### [EXERCISE DESCRIPTION]
Count the lines in the items that contain the word "white" and give only that number.

### [AVAILABLE RECORDS]
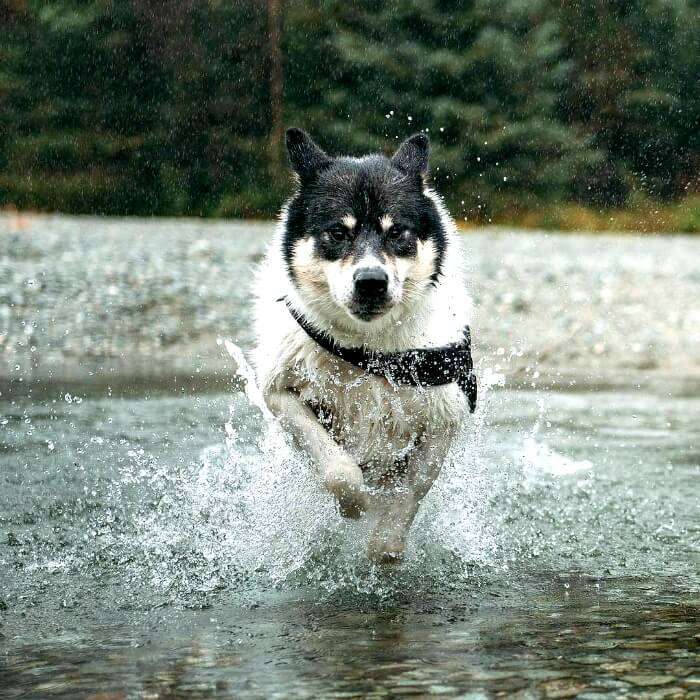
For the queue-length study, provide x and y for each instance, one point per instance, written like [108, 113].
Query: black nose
[371, 282]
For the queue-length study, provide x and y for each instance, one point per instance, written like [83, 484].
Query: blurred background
[546, 113]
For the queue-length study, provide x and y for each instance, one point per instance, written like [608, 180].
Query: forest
[534, 107]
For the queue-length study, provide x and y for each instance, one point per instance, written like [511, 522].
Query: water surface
[165, 546]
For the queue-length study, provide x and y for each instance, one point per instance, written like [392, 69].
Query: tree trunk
[274, 19]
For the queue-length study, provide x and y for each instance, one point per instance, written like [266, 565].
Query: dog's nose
[371, 282]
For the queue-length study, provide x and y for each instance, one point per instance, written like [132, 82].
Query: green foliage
[124, 107]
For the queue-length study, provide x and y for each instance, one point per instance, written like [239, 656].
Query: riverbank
[114, 301]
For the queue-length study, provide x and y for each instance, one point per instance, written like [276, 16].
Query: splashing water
[245, 513]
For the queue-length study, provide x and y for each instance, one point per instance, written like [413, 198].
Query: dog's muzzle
[370, 292]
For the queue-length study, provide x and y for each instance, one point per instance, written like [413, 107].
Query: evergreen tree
[481, 76]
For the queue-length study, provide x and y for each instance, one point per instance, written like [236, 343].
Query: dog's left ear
[412, 156]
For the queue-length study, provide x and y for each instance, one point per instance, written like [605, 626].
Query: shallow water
[172, 546]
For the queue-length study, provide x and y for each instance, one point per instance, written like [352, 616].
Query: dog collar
[421, 367]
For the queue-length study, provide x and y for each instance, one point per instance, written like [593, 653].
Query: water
[159, 538]
[150, 546]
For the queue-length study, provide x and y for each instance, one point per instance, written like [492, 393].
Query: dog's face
[362, 237]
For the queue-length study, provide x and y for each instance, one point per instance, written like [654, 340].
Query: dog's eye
[337, 235]
[399, 233]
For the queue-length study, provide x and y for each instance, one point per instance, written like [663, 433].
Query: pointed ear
[305, 156]
[412, 156]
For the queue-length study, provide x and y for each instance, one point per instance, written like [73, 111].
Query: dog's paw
[346, 483]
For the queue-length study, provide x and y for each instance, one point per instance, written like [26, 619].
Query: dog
[360, 315]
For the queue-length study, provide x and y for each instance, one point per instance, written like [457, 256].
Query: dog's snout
[371, 282]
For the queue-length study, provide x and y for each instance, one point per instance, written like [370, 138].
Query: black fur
[368, 188]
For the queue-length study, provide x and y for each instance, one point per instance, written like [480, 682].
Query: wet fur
[358, 429]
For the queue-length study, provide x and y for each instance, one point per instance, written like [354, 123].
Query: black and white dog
[362, 345]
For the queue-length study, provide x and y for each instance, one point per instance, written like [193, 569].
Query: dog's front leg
[388, 539]
[341, 476]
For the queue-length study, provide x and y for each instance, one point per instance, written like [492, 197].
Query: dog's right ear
[305, 156]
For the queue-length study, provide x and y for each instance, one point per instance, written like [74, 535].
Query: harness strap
[421, 367]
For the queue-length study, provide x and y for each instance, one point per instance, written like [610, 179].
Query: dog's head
[362, 236]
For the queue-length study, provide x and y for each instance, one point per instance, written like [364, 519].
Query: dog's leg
[388, 539]
[341, 476]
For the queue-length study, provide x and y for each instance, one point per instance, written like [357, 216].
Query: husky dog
[360, 306]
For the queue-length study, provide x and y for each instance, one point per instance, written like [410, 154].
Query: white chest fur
[376, 422]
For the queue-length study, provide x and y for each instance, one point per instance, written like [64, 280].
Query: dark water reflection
[619, 637]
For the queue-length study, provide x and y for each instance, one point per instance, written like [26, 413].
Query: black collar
[421, 367]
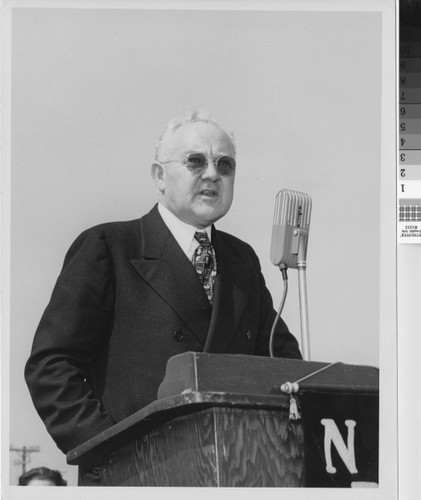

### [SOLVED EXERCISE]
2